- _TASK DETAILS_
Update the listing from the line with "At your convenience, could you detect the ceramic" to the line with "0, 975, 896, 1344" by replacing "pillow" with "cushion" and leaving everything else unchanged, then give back only those lines.

(Rows from a box-labeling dataset)

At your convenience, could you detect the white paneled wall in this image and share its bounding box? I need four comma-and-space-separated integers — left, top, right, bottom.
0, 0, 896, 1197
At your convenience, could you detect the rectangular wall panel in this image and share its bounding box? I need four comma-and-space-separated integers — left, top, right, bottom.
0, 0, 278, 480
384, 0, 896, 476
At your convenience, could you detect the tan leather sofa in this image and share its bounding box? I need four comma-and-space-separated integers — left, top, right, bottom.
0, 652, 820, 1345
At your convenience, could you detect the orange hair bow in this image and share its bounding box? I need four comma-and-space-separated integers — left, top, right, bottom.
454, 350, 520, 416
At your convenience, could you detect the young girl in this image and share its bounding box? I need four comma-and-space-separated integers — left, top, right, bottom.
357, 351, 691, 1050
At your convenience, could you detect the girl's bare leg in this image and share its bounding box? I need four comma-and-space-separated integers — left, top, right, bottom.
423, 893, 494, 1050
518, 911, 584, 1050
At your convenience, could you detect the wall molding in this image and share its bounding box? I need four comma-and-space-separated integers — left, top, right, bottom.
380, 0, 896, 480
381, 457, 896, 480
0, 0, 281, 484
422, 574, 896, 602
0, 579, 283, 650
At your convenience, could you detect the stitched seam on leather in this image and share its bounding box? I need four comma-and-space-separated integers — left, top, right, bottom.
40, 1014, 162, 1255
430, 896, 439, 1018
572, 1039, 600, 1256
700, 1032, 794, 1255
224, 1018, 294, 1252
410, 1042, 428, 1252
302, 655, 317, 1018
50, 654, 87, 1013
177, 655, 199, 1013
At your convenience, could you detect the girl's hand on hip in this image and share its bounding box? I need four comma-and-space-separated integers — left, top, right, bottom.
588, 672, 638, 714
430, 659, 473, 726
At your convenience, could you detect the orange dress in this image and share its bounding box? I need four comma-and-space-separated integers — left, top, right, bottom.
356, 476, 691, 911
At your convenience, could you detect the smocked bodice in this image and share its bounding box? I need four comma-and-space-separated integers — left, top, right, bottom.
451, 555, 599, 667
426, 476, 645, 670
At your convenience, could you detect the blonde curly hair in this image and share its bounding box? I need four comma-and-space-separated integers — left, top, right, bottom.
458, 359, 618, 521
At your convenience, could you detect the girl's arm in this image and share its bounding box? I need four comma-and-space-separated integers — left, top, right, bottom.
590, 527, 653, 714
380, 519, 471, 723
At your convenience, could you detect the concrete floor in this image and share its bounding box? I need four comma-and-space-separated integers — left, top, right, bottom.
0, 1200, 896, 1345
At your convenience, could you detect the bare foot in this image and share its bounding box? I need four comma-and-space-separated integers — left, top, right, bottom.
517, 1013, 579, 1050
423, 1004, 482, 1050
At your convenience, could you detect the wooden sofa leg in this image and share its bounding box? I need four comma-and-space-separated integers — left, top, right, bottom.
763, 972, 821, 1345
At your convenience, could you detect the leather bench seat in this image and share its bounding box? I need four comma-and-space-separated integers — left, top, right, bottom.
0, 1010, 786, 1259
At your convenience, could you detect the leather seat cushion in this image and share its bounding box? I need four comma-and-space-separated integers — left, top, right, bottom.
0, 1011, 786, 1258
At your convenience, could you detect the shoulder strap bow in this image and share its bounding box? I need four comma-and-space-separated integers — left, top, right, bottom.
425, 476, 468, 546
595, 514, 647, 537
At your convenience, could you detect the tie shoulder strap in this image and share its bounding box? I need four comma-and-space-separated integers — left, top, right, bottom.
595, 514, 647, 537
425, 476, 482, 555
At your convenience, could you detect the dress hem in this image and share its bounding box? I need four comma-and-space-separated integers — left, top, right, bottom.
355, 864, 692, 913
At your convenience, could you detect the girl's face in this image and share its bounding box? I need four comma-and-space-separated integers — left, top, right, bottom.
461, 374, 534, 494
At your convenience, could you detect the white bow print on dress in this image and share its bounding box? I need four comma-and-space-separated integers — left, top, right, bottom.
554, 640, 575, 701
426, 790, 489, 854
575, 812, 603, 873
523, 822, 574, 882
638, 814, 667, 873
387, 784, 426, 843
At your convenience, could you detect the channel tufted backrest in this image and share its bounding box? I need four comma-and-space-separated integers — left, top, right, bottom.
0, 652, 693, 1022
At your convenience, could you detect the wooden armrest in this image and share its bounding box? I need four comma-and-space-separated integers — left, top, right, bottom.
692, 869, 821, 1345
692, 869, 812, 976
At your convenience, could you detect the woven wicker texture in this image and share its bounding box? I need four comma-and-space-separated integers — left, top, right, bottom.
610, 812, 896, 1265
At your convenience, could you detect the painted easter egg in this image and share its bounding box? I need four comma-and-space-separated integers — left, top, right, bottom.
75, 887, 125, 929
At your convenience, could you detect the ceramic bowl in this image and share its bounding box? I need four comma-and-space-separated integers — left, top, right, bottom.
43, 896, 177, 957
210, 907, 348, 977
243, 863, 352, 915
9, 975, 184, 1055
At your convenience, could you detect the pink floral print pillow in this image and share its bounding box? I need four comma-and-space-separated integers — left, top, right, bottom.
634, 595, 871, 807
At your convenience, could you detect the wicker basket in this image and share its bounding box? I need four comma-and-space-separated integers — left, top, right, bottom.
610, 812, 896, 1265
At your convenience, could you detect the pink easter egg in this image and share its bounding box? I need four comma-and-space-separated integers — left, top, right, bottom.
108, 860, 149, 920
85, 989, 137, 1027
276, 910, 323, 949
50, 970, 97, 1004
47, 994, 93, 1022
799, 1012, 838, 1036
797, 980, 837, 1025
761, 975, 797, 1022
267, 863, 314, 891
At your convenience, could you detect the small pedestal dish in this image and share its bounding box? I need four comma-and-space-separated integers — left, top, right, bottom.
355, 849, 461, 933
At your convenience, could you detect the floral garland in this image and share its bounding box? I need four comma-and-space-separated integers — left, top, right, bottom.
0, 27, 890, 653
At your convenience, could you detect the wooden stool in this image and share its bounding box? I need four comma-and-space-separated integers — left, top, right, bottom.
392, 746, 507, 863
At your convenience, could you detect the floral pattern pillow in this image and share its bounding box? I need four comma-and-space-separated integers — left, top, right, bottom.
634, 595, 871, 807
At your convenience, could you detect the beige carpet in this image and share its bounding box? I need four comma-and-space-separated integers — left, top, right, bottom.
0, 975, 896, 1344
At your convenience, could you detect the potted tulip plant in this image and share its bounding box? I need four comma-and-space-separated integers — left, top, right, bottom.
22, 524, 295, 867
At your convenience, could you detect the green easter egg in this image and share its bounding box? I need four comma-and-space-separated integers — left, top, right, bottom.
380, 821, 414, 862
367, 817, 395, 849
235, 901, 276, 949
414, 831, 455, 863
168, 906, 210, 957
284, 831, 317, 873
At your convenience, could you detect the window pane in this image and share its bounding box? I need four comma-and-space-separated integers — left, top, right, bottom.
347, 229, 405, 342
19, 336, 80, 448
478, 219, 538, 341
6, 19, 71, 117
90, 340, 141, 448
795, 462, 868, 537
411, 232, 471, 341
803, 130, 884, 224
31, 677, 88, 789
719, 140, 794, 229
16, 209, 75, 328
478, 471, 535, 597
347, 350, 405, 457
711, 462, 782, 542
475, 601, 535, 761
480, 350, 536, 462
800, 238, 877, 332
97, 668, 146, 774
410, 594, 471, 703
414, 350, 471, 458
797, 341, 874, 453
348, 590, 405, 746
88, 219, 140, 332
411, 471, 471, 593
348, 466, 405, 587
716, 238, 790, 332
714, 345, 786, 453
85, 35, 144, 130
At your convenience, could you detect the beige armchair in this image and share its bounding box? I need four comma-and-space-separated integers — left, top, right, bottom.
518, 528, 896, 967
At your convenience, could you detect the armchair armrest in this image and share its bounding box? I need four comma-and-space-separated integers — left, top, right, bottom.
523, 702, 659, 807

- _EXPECTED OUTPUT_
At your convenience, could you detect the ceramic bowl in this image and share its bounding box? I need four comma-and-space-separated integers — left, top, right, bottom.
43, 896, 177, 957
210, 907, 348, 977
243, 863, 352, 915
9, 975, 184, 1055
At your convenience, could you detect the pink floral print cushion in this image and share its bounding box? I need four comma-and-space-separated integers — left, top, right, bottom.
634, 595, 871, 807
At your convenience, could you detect the wicker basket in this image and share its bounding box? I need four comma-and-space-separated integers — left, top, right, bottom.
610, 812, 896, 1265
At your convenience, could you detect the pink easter egg in this image and share its bounding box? I need four comma-and-space-separated integers — left, top, right, bottom.
108, 860, 149, 920
85, 989, 137, 1027
276, 910, 323, 949
50, 970, 97, 1004
47, 994, 93, 1022
799, 1012, 838, 1036
797, 980, 837, 1025
761, 975, 797, 1022
267, 863, 314, 891
At your convenience, could you detect the small pedestal dish in this image and share its bounding box? I need four comma-and-space-separated integers — left, top, right, bottom.
355, 849, 461, 933
At your convenience, could you detect the floral garland in this image and share its bounding box? I need four comma-and-space-separated integers — left, top, right, bottom.
0, 27, 890, 653
At your convenience, could you detect the wooden stool in this image and share its bounding box? I need four comma-and-space-separated integers — left, top, right, bottom.
392, 746, 507, 863
At your convenience, could you detect the floral pattern cushion in this image and share its bounding box? I need four comma-and-space-separated integers — left, top, right, bottom.
634, 595, 871, 807
At your convenience, could you detect the beige carpet in this image and share its bounding box? I need four comma-and-space-separated integers — left, top, right, bottom.
0, 975, 896, 1344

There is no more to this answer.